[[ Supplied material open ]]
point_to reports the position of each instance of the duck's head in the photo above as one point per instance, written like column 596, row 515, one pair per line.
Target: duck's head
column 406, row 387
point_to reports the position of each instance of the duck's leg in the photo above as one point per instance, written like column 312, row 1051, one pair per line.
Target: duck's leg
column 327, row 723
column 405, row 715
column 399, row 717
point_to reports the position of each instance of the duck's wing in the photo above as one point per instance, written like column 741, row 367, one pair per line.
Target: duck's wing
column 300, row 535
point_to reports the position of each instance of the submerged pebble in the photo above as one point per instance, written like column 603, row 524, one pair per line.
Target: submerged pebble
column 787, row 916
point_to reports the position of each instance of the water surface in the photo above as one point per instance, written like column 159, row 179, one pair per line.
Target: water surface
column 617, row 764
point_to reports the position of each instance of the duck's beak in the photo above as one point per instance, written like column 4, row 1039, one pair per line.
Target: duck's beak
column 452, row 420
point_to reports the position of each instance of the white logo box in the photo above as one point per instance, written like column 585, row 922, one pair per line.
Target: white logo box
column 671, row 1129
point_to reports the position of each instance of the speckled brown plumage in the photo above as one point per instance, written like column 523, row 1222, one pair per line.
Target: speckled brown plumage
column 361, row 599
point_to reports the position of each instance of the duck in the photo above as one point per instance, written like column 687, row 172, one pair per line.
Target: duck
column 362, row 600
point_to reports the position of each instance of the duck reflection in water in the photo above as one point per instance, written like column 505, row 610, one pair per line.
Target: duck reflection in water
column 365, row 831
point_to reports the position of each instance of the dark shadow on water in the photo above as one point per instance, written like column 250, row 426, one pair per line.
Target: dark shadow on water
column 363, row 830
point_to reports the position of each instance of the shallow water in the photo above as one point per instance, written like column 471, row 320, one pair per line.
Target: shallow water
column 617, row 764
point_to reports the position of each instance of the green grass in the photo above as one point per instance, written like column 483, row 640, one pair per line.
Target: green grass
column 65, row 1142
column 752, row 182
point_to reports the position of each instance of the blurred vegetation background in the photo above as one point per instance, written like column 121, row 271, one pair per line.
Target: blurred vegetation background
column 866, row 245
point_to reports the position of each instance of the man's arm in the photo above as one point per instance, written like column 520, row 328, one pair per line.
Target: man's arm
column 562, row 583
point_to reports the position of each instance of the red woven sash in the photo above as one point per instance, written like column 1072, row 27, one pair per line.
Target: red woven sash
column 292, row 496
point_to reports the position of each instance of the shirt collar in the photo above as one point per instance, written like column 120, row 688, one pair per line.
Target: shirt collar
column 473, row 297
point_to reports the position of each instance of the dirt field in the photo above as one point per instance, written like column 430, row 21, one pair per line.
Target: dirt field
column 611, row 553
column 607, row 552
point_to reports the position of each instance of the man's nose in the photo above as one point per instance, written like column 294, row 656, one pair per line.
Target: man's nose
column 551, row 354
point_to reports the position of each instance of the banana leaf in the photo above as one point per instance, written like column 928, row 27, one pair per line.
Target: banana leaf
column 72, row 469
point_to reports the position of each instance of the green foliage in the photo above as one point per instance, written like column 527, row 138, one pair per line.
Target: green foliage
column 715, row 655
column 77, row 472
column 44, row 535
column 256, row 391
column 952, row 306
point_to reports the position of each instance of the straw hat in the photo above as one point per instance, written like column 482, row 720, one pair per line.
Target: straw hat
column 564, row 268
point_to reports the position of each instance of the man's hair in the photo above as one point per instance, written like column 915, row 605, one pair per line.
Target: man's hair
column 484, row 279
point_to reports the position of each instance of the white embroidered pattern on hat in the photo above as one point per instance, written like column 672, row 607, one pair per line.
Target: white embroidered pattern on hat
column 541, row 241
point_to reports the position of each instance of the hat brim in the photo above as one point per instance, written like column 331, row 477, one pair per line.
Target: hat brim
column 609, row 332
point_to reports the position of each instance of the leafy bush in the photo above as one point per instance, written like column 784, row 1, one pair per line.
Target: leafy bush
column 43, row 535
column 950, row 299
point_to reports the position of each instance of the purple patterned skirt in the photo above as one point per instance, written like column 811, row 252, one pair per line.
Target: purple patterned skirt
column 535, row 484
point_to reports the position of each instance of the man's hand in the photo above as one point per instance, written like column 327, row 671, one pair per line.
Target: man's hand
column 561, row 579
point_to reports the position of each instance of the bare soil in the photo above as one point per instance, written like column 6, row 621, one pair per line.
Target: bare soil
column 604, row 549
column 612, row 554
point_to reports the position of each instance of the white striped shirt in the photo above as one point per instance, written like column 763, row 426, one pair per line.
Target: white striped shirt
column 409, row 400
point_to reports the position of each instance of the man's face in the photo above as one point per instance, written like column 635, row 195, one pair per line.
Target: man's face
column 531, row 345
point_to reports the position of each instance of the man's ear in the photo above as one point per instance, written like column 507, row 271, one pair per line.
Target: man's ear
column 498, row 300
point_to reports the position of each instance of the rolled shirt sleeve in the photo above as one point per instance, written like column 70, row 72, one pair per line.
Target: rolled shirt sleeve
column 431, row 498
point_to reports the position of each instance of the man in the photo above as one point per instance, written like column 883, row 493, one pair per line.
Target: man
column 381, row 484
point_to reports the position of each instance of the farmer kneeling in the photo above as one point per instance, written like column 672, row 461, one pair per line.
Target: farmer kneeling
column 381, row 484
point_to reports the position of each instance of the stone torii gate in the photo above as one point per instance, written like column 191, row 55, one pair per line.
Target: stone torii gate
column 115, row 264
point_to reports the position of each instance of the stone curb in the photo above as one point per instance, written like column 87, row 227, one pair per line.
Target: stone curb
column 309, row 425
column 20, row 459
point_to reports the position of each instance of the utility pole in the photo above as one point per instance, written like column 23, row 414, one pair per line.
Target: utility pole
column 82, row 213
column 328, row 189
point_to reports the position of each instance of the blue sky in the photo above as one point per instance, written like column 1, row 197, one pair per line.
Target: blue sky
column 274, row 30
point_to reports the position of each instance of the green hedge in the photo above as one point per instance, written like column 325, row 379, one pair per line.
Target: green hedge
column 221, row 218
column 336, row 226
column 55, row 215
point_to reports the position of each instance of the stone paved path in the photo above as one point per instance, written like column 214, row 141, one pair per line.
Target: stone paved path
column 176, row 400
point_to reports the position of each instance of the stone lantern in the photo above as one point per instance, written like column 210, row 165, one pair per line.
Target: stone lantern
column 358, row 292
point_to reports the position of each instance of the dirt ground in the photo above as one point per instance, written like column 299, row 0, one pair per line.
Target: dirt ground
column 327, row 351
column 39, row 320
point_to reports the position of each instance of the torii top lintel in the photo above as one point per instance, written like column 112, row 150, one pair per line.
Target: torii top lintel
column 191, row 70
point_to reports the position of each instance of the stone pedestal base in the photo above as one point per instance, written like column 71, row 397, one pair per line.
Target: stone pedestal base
[[ Supplied material closed ]]
Copy out the entries above without altering a single character.

point_to reports the position of each instance of the duck's head in the photo above as one point per instance, written like column 596, row 515, one pair per line.
Target: duck's head
column 406, row 387
point_to reports the position of each instance of the duck's leg in the photo above as one point per instance, written like column 312, row 1051, one pair per line.
Target: duck's leg
column 327, row 723
column 405, row 715
column 399, row 717
point_to reports the position of each instance of the duck's wing in the photo above as one point per instance, written like column 741, row 367, one pair per line.
Target: duck's wing
column 300, row 535
point_to reports the position of each instance of the submerged pebble in the photo above as one point per instance, written like column 603, row 524, one pair per line.
Target: submerged pebble
column 787, row 916
point_to reports the position of each instance of the water surface in the photo above as one point per instance, written like column 159, row 179, one pair per line.
Target: water surface
column 617, row 764
point_to reports the position of each instance of the duck's beak in the photo above as one point per instance, written like column 4, row 1039, one pair per line.
Target: duck's beak
column 452, row 420
point_to reports the position of each instance of the white logo box in the photo above as one point per instance, written like column 585, row 922, one pair per line.
Target: white logo box
column 671, row 1129
point_to reports the position of each instance of the speckled brown plumage in the photo above as one point per instance, written like column 523, row 1222, one pair per line.
Target: speckled brown plumage
column 361, row 599
point_to reports the position of each instance of the duck in the photo above as one point per instance, written like column 687, row 172, one pair per line.
Target: duck
column 362, row 600
point_to reports the position of each instance of the duck reflection in water in the photo above as one point per instance, written like column 505, row 610, one pair per line.
Target: duck reflection in water
column 365, row 831
point_to reports the position of each instance of the dark shadow on water in the photo above as one point per instance, written like column 250, row 426, one pair per line.
Target: dark shadow on water
column 363, row 830
point_to reports the position of each instance of the shallow water in the photo above as one point per instance, written like column 471, row 320, one pair per line.
Target: shallow water
column 617, row 764
point_to reports the position of each instance of the green grass in the photo above as one point per instance, written like column 483, row 640, one pair per line.
Target: green grass
column 65, row 1142
column 752, row 182
point_to reports the position of each instance of the blurred vegetation background in the photo above as one point per instance, written like column 121, row 271, one pair per line.
Target: blurred vegetation background
column 866, row 245
point_to reports the position of each instance of the man's arm in the photo above as one point per instance, written like column 520, row 328, one pair per line.
Target: man's arm
column 562, row 583
point_to reports the position of each instance of the red woven sash in the photo above as one point per instance, written like column 1072, row 27, one pair per line.
Target: red woven sash
column 292, row 496
point_to reports the position of each instance of the shirt collar in the photo above as one point per instance, written like column 120, row 688, one pair per line.
Target: shirt collar
column 473, row 297
point_to reports the position of each instance of the dirt field in the photo above as one point per instance, written like column 430, row 21, one pair per line.
Target: dirt field
column 611, row 553
column 607, row 552
point_to reports the position of each instance of the man's nose in the photo above as one point per instance, written like column 294, row 656, one pair per line.
Target: man's nose
column 551, row 354
point_to reports the position of each instance of the banana leaf in the photo above as one point per instance, written like column 928, row 27, one pair per line.
Target: banana leaf
column 72, row 469
point_to reports the position of each instance of the green foliage in the photo above as one point per instance, written like column 527, row 138, one pair per line.
Target: green foliage
column 715, row 655
column 77, row 472
column 44, row 535
column 256, row 391
column 952, row 306
point_to reports the position of each instance of the straw hat in the photo above as one point per instance, written like column 482, row 720, one pair per line.
Target: straw hat
column 564, row 268
point_to reports the position of each instance of the man's hair in the photo above as one point per instance, written like column 915, row 605, one pair per line.
Target: man's hair
column 484, row 279
point_to reports the position of each instance of the white embroidered pattern on hat in the photo above as one point per instance, written like column 672, row 607, one pair per line.
Target: white embroidered pattern on hat
column 541, row 241
point_to reports the position of each instance of the hat brim in the photo above as one point per instance, written like column 331, row 477, one pair per line.
Target: hat brim
column 609, row 332
point_to reports the position of each instance of the leafy bush in the photo above as one point per instance, written like column 784, row 1, one pair per line.
Target: leafy bush
column 43, row 535
column 950, row 299
point_to reports the position of each instance of the purple patterned skirt in the photo above as one point per instance, written like column 811, row 252, one pair per line.
Target: purple patterned skirt
column 535, row 484
point_to reports the position of each instance of the man's hand in the photo above as one point per instance, written like column 327, row 671, one pair per line.
Target: man's hand
column 561, row 579
point_to reports the position of each instance of the bare soil in the photo above as one point per instance, written like column 6, row 621, one pair per line.
Target: bare soil
column 604, row 549
column 612, row 554
point_to reports the position of each instance of the white striped shirt in the photo above as one point per instance, written like column 763, row 426, one pair per line.
Target: white striped shirt
column 409, row 400
point_to reports the position of each instance of the man's face in the photo above as one point per instance, written like column 635, row 195, one pair per line.
Target: man's face
column 531, row 345
point_to reports the position of each instance of the man's ear in the photo above as one point per instance, written like column 507, row 271, one pair per line.
Target: man's ear
column 498, row 300
point_to reports the position of each instance of the rolled shirt sleeve in the photo above as one point per instance, written like column 70, row 72, one pair per line.
Target: rolled shirt sleeve
column 431, row 498
point_to reports the position of each instance of the man in the photo above as one point per instance, written like column 883, row 493, one pair per line.
Target: man
column 381, row 484
point_to reports the position of each instance of the farmer kneeling in the photo above as one point per instance, written like column 672, row 461, one pair per line.
Target: farmer kneeling
column 381, row 484
point_to reports the position of each instance of the stone torii gate in the photo above as one point per instance, written like column 191, row 55, one pair per line.
Target: stone torii gate
column 115, row 264
point_to reports the position of each instance of the stone curb in the photo above as one point per instance, written like column 87, row 227, one pair per line.
Target: stone curb
column 309, row 425
column 20, row 459
point_to reports the position of each instance of the utility pole in the photo above as one point per instance, written like column 23, row 414, one pair per line.
Target: utility pole
column 82, row 213
column 328, row 189
point_to reports the position of each instance of the blue sky in the photo above as one point per instance, written like column 1, row 197, one pair per line.
Target: blue sky
column 274, row 30
point_to reports the position of each instance of the green hedge in the photo above as one point per instance, written like column 325, row 379, one pair per line.
Target: green hedge
column 221, row 218
column 336, row 226
column 55, row 215
point_to reports the position of each instance of the stone paved path in the photo above as one point per instance, written like column 214, row 141, one pair per line.
Target: stone paved path
column 176, row 400
point_to reports the position of each instance of the stone lantern in the photo above as one point per instance, written like column 210, row 165, one pair per line.
Target: stone lantern
column 358, row 292
point_to reports the position of each instance of the dirt ground in the photo above as one point per instance, written like column 299, row 0, one pair per line.
Target: dirt ground
column 327, row 351
column 39, row 320
point_to reports the position of each instance of the torii top lintel in the photo above as one point per instance, written like column 112, row 150, one pair per line.
Target: torii top lintel
column 191, row 70
point_to reports the position of each instance of the stone pedestal base in the photo above as one point per instance, written like column 71, row 397, one pair per line.
Target: stone pedestal base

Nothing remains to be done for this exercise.